▶ Source extract:

┌──

What about football season?
There are some obvious differences between the Summer Olympics and NFL/college football. The Olympics’ opening ceremony was set for July 24; college football’s Week 0 isn’t until Aug. 29, and the NFL’s regular season isn’t scheduled to start until Sept. 10. Considering how much has changed in the past two weeks, a lot could happen between July 24 and Aug. 29.
The Olympics bring competitors and fans from all over the world into close proximity, which could ignite a quick international spread of the virus. Football teams and spectators are much less geographically diverse, so the risks aren’t quite the same.
The type of training necessary for a quadrennial event is different than a football season; a longer training camp/fall camp would probably give college and pro players enough prep time for the season.
But still. As postponements and cancelations continue to flow, it’s fair to start wondering about football in the fall.
Although there are much, much more important things going on than 11 guys running around with an oblong piece of leather, football matters. It matters financially, providing enough money to big-time college athletic departments to fund most of their budgets. It matters culturally, especially here in the Southeast. And it matters emotionally, too, as society looks to return to normalcy. Whenever that is.

└──

▶ Source material:
┌──

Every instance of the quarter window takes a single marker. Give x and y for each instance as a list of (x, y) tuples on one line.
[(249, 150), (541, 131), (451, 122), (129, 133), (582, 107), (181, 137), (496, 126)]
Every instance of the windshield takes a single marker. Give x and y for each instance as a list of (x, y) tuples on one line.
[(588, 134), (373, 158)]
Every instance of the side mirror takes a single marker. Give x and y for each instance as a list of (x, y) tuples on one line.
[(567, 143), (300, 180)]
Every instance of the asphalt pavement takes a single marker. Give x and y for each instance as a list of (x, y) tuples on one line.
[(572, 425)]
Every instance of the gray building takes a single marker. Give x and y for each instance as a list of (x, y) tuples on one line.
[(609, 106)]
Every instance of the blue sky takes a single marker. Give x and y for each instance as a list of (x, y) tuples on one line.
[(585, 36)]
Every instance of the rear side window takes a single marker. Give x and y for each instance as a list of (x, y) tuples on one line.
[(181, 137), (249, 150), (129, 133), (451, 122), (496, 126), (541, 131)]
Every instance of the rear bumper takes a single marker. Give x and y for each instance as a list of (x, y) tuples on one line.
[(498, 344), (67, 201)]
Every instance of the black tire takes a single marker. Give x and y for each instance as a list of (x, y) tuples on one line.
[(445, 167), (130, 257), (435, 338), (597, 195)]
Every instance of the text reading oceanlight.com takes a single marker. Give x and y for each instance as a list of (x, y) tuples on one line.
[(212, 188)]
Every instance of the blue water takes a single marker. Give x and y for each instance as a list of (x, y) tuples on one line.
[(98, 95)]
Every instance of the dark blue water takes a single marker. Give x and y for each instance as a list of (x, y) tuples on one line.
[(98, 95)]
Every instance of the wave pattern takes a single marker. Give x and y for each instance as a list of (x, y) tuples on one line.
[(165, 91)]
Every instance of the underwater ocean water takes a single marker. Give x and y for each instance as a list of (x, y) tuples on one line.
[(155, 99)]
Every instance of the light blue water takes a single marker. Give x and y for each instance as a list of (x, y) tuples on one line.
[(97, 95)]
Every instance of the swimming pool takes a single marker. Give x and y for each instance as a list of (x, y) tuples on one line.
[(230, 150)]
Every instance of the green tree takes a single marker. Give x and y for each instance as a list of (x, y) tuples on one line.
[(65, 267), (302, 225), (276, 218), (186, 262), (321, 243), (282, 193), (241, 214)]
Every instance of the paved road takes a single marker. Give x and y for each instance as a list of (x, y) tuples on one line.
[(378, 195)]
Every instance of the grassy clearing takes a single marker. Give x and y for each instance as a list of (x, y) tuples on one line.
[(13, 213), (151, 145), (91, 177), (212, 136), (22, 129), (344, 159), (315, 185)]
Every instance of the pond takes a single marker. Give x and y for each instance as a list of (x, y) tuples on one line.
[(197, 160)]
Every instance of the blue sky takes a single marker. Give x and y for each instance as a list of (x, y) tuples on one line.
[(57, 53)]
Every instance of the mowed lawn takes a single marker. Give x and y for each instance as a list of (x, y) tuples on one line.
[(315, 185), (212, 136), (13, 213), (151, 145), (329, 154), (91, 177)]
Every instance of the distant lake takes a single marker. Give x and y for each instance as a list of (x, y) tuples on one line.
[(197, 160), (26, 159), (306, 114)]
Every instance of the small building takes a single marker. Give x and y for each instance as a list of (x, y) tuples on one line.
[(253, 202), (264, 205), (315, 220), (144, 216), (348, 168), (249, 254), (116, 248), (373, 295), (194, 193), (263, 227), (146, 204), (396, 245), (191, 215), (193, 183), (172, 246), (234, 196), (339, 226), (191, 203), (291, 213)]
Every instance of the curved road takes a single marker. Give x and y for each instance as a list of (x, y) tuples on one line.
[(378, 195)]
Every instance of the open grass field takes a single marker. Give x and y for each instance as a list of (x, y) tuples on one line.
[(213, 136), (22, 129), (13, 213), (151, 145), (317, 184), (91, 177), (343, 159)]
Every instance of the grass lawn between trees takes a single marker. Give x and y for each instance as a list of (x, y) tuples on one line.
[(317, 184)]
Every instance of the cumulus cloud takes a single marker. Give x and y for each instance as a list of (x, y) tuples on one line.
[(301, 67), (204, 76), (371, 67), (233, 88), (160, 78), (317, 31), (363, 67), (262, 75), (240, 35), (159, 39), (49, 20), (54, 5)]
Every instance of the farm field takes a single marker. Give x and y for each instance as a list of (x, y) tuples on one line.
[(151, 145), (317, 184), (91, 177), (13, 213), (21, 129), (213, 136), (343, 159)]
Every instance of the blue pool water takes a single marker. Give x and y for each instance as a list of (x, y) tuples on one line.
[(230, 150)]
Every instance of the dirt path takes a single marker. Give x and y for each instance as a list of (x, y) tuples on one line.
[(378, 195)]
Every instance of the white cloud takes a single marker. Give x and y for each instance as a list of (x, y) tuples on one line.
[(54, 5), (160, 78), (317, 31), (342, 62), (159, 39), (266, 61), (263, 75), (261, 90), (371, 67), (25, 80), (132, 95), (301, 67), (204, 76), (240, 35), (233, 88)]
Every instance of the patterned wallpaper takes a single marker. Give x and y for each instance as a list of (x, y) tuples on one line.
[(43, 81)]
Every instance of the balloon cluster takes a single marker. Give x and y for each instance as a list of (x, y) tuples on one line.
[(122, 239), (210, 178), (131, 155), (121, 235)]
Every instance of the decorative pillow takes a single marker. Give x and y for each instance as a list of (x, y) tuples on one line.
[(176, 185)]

└──

▶ Task item:
Write what comes next in the piece about the outlook for the fall football season, picking up after its last sentence.

▶ Written response:
SEC commissioner Greg Sankey said last week that he hopes football is part of the celebration surrounding our return to normal experiences in the fall. “But, we’ll have to see,” Sankey said.
No decisions have been made about football, from high schools through the NFL. But how would the season work, if social distancing continues? You can’t have a huddle of 11 players if public health officials are discouraging gatherings of 10.
It was hard enough to fathom the idea of March Madness without fans. What about a game at The Swamp or Doak with no crowd? Forget football; will college campuses be back to business as usual by August?
This isn’t meant to be a doom-and-gloom projection. This is a sports story, not a medical story. We’ll leave public health policy to the experts.
But the cascading cancelations and postponements have taken us into late July, knocking off one of the biggest sporting events in the world. It’s not a stretch to think football could fall next.